## START
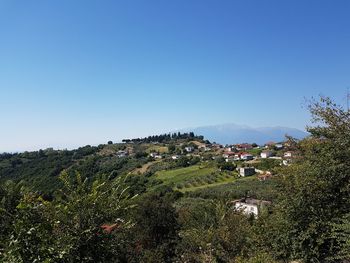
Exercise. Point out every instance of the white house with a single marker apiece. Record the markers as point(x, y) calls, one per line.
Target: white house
point(121, 154)
point(288, 154)
point(247, 156)
point(279, 146)
point(246, 171)
point(266, 154)
point(189, 149)
point(250, 206)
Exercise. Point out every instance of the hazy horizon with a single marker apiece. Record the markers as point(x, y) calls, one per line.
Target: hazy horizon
point(83, 72)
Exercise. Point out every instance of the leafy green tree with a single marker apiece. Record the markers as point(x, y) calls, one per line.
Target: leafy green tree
point(315, 190)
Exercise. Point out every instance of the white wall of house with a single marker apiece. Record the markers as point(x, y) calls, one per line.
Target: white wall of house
point(247, 208)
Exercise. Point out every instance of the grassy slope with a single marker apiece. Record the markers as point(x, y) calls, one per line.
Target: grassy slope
point(194, 177)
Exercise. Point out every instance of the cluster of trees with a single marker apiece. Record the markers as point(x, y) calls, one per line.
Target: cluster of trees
point(164, 138)
point(106, 221)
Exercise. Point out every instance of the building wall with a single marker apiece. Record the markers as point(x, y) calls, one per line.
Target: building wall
point(247, 208)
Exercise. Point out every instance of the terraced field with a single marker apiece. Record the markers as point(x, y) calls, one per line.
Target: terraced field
point(195, 177)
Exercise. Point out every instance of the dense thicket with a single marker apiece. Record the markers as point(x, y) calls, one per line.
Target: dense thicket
point(133, 218)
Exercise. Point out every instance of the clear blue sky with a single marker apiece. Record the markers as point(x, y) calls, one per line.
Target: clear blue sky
point(84, 72)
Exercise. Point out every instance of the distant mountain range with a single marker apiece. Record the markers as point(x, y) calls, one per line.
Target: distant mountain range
point(233, 133)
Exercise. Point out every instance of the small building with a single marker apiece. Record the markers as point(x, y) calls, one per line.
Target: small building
point(175, 157)
point(247, 156)
point(244, 146)
point(246, 171)
point(288, 154)
point(266, 154)
point(121, 154)
point(189, 149)
point(250, 206)
point(279, 146)
point(153, 155)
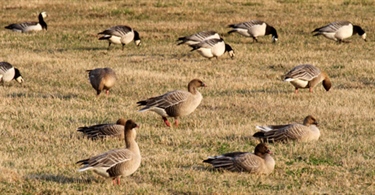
## END
• _Objective_
Reproduce every line of the records above word for word, leaving out the pictures.

• _The reply_
Exercise. Point out every instance of the white house with a single marker apiece. Record the markers as point(x, y) calls, one per line.
Target: white house
point(121, 154)
point(288, 154)
point(247, 156)
point(279, 146)
point(246, 171)
point(266, 154)
point(189, 149)
point(250, 206)
Exercise. Point out every instance of the hazy horizon with a single marker apiece. Record the markers as point(x, y) calls, one per line.
Target: hazy horizon
point(83, 72)
Exercise. Point out every instance of the leafy green tree with a single marker apiece. Record the markers as point(x, y) calls, one per line.
Target: leafy green tree
point(315, 190)
Exercise. Point out every instance of the white wall of house with a single marker apiece. Record the markers as point(x, y) calls, one per line.
Target: white wall of house
point(247, 208)
Exercise. Point out every instance of the grassy slope with a single marker apiece. Record the markers as point(x, y) calls, one per line.
Target: grassy slope
point(194, 177)
Exercise. Point out every instance of the cluster of trees with a single marker apiece. Record the markers as point(x, y) calls, one per line.
Target: cluster of trees
point(164, 138)
point(106, 221)
Exercise. Point out every instance of the building wall with a single marker apiece. Record the markers as point(x, y) calls, one per line.
Target: building wall
point(247, 208)
Exercise. Point out every instance of the terraced field with a single marker apiece. Record the markers as point(x, y) calls, one per line.
Target: terraced field
point(195, 177)
Exercise. Point out every instance of the dense thicket with a single marker apiece. Record the markers as point(x, y) calls, one per line.
Target: dense thicket
point(133, 218)
Exercise. Point out every instance of the clear blue sky with a single marker apiece. Record the markers as point(x, y) calls, one per line.
Target: clear blue sky
point(84, 72)
Exercise. Point out every instance of the distant mountain range with a single marker apiece. Record the markers as point(x, y) calls, one per line.
Target: distant mountain range
point(233, 133)
Exercise. Point out every instance of the small building with a single marker apiece. Record the markers as point(x, y) calls, one per line.
Target: small building
point(175, 157)
point(247, 156)
point(244, 146)
point(246, 171)
point(288, 154)
point(266, 154)
point(121, 154)
point(189, 149)
point(250, 206)
point(279, 146)
point(153, 155)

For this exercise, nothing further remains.